• Task instructions:
Every record that follows needs to be written out again, exactly.

>>>

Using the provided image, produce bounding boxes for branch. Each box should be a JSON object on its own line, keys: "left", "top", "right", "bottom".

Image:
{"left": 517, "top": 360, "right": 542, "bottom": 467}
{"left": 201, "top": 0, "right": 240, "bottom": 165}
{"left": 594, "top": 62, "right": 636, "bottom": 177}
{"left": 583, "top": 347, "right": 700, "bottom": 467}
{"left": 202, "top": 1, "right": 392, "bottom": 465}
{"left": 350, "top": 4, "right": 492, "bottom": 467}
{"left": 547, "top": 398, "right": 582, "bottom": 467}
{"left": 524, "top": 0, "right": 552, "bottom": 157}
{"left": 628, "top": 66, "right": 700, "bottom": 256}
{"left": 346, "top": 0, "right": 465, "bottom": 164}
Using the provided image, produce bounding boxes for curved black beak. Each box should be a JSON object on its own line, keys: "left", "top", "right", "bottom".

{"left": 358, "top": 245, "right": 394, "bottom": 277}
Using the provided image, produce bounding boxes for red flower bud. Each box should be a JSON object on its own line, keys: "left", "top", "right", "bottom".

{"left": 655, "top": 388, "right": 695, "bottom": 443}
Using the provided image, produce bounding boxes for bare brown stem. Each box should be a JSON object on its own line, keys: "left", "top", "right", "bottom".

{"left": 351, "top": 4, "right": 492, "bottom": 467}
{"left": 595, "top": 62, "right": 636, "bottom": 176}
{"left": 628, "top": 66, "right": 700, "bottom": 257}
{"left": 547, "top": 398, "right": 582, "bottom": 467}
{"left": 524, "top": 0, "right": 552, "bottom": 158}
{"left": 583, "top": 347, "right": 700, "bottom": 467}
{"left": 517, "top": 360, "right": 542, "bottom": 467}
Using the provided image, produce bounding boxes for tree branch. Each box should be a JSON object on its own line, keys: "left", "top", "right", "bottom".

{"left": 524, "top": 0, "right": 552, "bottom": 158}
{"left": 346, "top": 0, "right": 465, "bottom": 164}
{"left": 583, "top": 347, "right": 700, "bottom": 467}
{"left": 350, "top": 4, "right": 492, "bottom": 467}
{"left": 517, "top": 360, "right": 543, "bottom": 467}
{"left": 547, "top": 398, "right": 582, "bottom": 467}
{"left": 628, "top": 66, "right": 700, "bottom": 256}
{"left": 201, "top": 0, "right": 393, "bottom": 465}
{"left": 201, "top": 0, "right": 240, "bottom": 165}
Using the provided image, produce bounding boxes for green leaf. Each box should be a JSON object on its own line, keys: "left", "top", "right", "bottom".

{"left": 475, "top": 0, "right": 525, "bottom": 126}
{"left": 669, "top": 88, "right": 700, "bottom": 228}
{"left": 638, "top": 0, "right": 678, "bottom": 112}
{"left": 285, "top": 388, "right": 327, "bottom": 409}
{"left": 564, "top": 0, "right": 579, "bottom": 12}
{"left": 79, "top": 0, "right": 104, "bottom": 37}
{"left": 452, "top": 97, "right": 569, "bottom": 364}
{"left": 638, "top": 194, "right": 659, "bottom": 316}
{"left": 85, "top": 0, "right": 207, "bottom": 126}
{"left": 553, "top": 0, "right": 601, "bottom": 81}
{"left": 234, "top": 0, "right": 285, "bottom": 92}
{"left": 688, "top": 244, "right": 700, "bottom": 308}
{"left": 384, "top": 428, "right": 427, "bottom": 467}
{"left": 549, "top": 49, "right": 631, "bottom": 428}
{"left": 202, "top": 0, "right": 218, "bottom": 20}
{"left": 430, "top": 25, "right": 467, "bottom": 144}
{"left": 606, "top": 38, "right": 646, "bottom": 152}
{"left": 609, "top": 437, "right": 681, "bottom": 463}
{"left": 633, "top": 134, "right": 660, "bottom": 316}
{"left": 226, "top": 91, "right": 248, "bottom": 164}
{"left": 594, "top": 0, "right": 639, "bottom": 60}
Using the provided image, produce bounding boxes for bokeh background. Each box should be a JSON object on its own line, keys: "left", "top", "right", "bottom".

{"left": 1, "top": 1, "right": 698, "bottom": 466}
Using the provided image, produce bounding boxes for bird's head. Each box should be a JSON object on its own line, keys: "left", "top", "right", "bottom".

<<<

• Task solution:
Using the provided image, produce bounding boxes for branch. Each box should be a JSON object on its own line, keys: "left", "top", "right", "bottom".

Image:
{"left": 517, "top": 360, "right": 542, "bottom": 467}
{"left": 201, "top": 0, "right": 240, "bottom": 165}
{"left": 594, "top": 62, "right": 636, "bottom": 177}
{"left": 583, "top": 347, "right": 700, "bottom": 467}
{"left": 202, "top": 1, "right": 392, "bottom": 465}
{"left": 350, "top": 4, "right": 492, "bottom": 467}
{"left": 547, "top": 398, "right": 582, "bottom": 467}
{"left": 524, "top": 0, "right": 552, "bottom": 157}
{"left": 628, "top": 66, "right": 700, "bottom": 256}
{"left": 346, "top": 0, "right": 465, "bottom": 164}
Using the provided image, produce bounding boxes for curved black beak. Each box should be a JSON object on its own line, keys: "left", "top", "right", "bottom".

{"left": 358, "top": 245, "right": 394, "bottom": 277}
Using the provided image, produce bounding boxes for red flower bud. Each box should be a JSON object on its own line, keys: "left", "top", "right", "bottom".

{"left": 655, "top": 388, "right": 695, "bottom": 443}
Using the provided image, produce bounding boxes for bare brown stem. Each box should be a JSON object on its own line, keys: "left", "top", "right", "bottom".

{"left": 351, "top": 4, "right": 492, "bottom": 467}
{"left": 595, "top": 62, "right": 636, "bottom": 176}
{"left": 628, "top": 66, "right": 700, "bottom": 257}
{"left": 547, "top": 398, "right": 582, "bottom": 467}
{"left": 524, "top": 0, "right": 552, "bottom": 158}
{"left": 583, "top": 347, "right": 700, "bottom": 467}
{"left": 517, "top": 360, "right": 542, "bottom": 467}
Using the provided image, produce bounding boxes for tree branch. Each box should be a JSON object on its own line, keys: "left", "top", "right", "bottom".

{"left": 524, "top": 0, "right": 552, "bottom": 158}
{"left": 346, "top": 0, "right": 465, "bottom": 164}
{"left": 583, "top": 347, "right": 700, "bottom": 467}
{"left": 350, "top": 4, "right": 492, "bottom": 467}
{"left": 517, "top": 360, "right": 543, "bottom": 467}
{"left": 547, "top": 398, "right": 582, "bottom": 467}
{"left": 628, "top": 66, "right": 700, "bottom": 256}
{"left": 201, "top": 0, "right": 393, "bottom": 465}
{"left": 201, "top": 0, "right": 240, "bottom": 165}
Using the provided image, produce bounding boxes for green leaf. Each box should be a JSON object on its own line, keys: "left", "top", "right", "bottom".

{"left": 475, "top": 0, "right": 525, "bottom": 126}
{"left": 669, "top": 88, "right": 700, "bottom": 228}
{"left": 638, "top": 0, "right": 678, "bottom": 112}
{"left": 285, "top": 388, "right": 327, "bottom": 409}
{"left": 564, "top": 0, "right": 579, "bottom": 12}
{"left": 79, "top": 0, "right": 104, "bottom": 37}
{"left": 452, "top": 97, "right": 569, "bottom": 364}
{"left": 638, "top": 194, "right": 659, "bottom": 316}
{"left": 85, "top": 0, "right": 207, "bottom": 126}
{"left": 553, "top": 0, "right": 601, "bottom": 81}
{"left": 234, "top": 0, "right": 285, "bottom": 92}
{"left": 688, "top": 244, "right": 700, "bottom": 308}
{"left": 384, "top": 428, "right": 427, "bottom": 467}
{"left": 549, "top": 49, "right": 631, "bottom": 428}
{"left": 202, "top": 0, "right": 218, "bottom": 20}
{"left": 430, "top": 25, "right": 467, "bottom": 144}
{"left": 606, "top": 38, "right": 646, "bottom": 152}
{"left": 609, "top": 437, "right": 681, "bottom": 463}
{"left": 633, "top": 134, "right": 660, "bottom": 316}
{"left": 226, "top": 91, "right": 248, "bottom": 164}
{"left": 594, "top": 0, "right": 639, "bottom": 60}
Using the provided image, produce bounding boxes for bokeh background. Each box should be a JSON object on its own line, keys: "left", "top", "right", "bottom".

{"left": 1, "top": 1, "right": 698, "bottom": 466}
Using the provided image, produce bounding boxes for bird's head. Each box should be a JSON object on its own line, keys: "left", "top", "right", "bottom".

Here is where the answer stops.